====== Input rows

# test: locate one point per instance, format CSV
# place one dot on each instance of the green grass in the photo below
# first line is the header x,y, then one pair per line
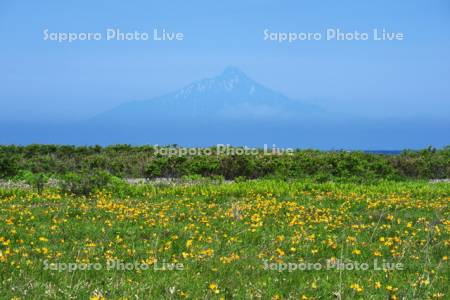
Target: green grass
x,y
223,235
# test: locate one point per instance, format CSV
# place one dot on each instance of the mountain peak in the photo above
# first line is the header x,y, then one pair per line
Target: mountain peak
x,y
231,72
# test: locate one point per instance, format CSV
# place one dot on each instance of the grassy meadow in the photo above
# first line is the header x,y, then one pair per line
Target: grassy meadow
x,y
255,239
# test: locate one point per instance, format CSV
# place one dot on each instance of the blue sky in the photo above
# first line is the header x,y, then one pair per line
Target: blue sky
x,y
51,81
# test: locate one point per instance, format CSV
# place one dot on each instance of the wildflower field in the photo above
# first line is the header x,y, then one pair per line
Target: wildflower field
x,y
258,239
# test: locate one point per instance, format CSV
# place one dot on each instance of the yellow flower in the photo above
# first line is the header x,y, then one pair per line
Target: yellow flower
x,y
377,253
280,252
356,251
214,287
356,287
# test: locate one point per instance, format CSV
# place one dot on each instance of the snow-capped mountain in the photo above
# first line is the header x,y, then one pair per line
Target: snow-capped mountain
x,y
229,96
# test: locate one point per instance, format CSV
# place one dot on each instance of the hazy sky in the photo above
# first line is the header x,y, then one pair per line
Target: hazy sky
x,y
47,80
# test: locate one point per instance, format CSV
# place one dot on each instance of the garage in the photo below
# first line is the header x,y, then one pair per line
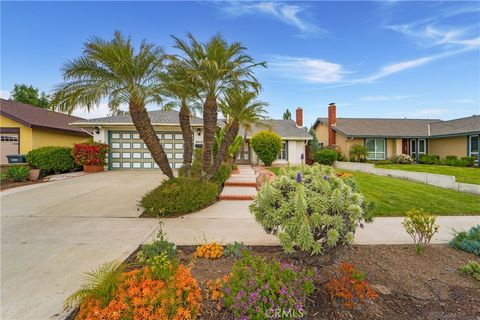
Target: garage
x,y
127,151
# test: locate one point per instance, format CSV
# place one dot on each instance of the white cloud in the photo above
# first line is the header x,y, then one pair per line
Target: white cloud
x,y
307,69
287,13
383,98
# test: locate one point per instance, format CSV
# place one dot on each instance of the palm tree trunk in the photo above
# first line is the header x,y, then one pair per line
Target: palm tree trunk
x,y
230,134
184,118
209,129
142,123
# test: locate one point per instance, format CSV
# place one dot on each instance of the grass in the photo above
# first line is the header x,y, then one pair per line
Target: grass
x,y
394,197
465,175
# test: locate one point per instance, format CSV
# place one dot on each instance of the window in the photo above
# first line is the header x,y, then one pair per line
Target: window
x,y
283,152
376,149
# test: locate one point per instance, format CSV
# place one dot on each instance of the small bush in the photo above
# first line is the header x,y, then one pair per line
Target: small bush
x,y
472,268
51,159
234,250
267,146
358,153
312,209
179,195
470,161
421,226
257,288
402,159
210,250
467,241
428,159
326,156
351,287
222,174
18,173
90,154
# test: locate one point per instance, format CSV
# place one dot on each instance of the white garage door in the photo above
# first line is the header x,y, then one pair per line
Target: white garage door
x,y
129,152
9,145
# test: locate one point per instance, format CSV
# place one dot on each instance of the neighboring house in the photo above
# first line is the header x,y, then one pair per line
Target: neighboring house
x,y
387,137
127,150
24,127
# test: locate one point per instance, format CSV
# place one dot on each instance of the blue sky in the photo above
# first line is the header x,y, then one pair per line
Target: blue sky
x,y
374,59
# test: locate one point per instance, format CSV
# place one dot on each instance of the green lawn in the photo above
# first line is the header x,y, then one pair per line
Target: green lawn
x,y
394,196
465,175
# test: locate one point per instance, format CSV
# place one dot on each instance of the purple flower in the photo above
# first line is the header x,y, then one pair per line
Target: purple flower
x,y
299,177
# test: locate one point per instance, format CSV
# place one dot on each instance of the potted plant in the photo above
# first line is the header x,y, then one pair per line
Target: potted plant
x,y
91,156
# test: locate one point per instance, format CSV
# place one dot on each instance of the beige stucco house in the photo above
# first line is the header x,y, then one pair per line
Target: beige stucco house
x,y
387,137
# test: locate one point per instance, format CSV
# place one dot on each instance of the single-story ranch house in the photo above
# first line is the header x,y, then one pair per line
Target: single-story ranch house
x,y
127,150
24,127
387,137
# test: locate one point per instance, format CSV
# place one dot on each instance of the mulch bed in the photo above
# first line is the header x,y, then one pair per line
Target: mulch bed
x,y
409,286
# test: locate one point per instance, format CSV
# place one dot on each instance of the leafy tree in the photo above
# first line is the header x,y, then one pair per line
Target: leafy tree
x,y
239,108
287,115
184,95
29,95
214,67
115,70
266,145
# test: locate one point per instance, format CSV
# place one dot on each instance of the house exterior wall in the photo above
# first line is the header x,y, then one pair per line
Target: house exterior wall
x,y
43,138
25,133
454,146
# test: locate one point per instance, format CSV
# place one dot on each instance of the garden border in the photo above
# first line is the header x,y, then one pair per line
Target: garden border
x,y
434,179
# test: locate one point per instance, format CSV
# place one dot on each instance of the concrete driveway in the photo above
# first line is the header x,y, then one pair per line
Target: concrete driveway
x,y
54,232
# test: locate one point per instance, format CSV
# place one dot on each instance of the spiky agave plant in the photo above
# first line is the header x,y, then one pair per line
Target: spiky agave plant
x,y
100,283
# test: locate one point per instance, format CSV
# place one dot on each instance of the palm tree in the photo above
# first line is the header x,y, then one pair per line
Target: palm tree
x,y
215,67
113,70
240,109
176,86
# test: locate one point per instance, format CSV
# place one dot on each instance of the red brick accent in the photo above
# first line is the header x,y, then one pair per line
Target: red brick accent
x,y
299,117
332,120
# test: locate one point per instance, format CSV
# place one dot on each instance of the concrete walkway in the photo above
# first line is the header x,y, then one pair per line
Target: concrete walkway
x,y
51,233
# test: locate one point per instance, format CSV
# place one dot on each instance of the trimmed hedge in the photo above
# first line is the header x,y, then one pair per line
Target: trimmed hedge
x,y
326,156
51,159
179,195
267,146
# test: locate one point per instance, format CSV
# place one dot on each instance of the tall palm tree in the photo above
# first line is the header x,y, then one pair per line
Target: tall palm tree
x,y
176,86
239,109
214,67
114,70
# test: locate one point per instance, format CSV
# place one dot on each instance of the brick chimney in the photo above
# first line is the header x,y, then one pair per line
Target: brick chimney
x,y
332,120
299,117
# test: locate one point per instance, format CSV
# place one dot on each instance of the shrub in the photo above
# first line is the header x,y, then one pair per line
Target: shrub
x,y
467,241
402,159
234,250
470,161
351,287
311,209
140,295
358,152
90,154
179,195
421,226
428,159
326,156
51,159
222,174
257,288
18,173
210,250
472,268
267,146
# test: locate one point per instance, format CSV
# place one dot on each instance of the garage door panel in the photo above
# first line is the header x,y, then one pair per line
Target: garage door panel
x,y
129,152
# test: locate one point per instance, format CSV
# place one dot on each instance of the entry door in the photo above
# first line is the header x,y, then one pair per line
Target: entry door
x,y
9,145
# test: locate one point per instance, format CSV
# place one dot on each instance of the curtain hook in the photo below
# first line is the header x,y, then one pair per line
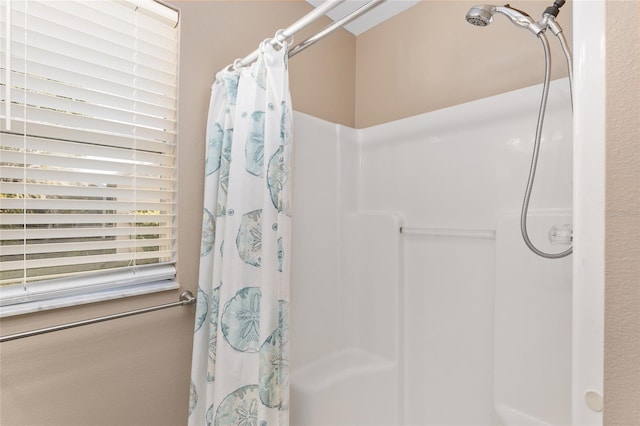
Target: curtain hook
x,y
236,65
281,39
264,43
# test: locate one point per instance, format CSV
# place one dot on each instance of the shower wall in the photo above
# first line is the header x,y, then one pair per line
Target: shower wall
x,y
452,321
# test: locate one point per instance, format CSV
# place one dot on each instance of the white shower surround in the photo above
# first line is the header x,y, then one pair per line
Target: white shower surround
x,y
455,327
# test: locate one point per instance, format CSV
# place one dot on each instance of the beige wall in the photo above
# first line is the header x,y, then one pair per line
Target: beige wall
x,y
622,225
135,371
429,58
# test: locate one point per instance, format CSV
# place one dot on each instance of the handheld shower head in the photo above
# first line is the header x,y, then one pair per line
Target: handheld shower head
x,y
483,15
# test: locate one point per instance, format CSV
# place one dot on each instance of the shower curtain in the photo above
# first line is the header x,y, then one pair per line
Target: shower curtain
x,y
240,359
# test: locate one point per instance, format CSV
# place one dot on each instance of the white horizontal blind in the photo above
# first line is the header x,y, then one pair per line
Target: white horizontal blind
x,y
87,150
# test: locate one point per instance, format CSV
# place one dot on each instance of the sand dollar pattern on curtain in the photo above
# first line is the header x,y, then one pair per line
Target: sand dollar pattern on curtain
x,y
240,363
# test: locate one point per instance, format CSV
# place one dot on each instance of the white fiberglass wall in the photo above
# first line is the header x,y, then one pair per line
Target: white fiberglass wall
x,y
452,320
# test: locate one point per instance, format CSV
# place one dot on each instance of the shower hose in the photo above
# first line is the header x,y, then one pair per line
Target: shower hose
x,y
538,137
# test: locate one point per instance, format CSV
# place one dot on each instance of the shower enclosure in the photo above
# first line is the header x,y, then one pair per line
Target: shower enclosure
x,y
415,300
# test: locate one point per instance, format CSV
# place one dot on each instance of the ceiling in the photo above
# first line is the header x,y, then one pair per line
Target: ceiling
x,y
369,20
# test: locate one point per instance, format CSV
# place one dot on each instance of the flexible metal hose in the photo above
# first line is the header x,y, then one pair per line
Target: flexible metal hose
x,y
534,158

============

§ The task
Extract each line above that contains the string "small", treating uppercase and lowercase as different.

§ Solution to this problem
# place one dot on each instance of the small bush in the photo above
Target: small bush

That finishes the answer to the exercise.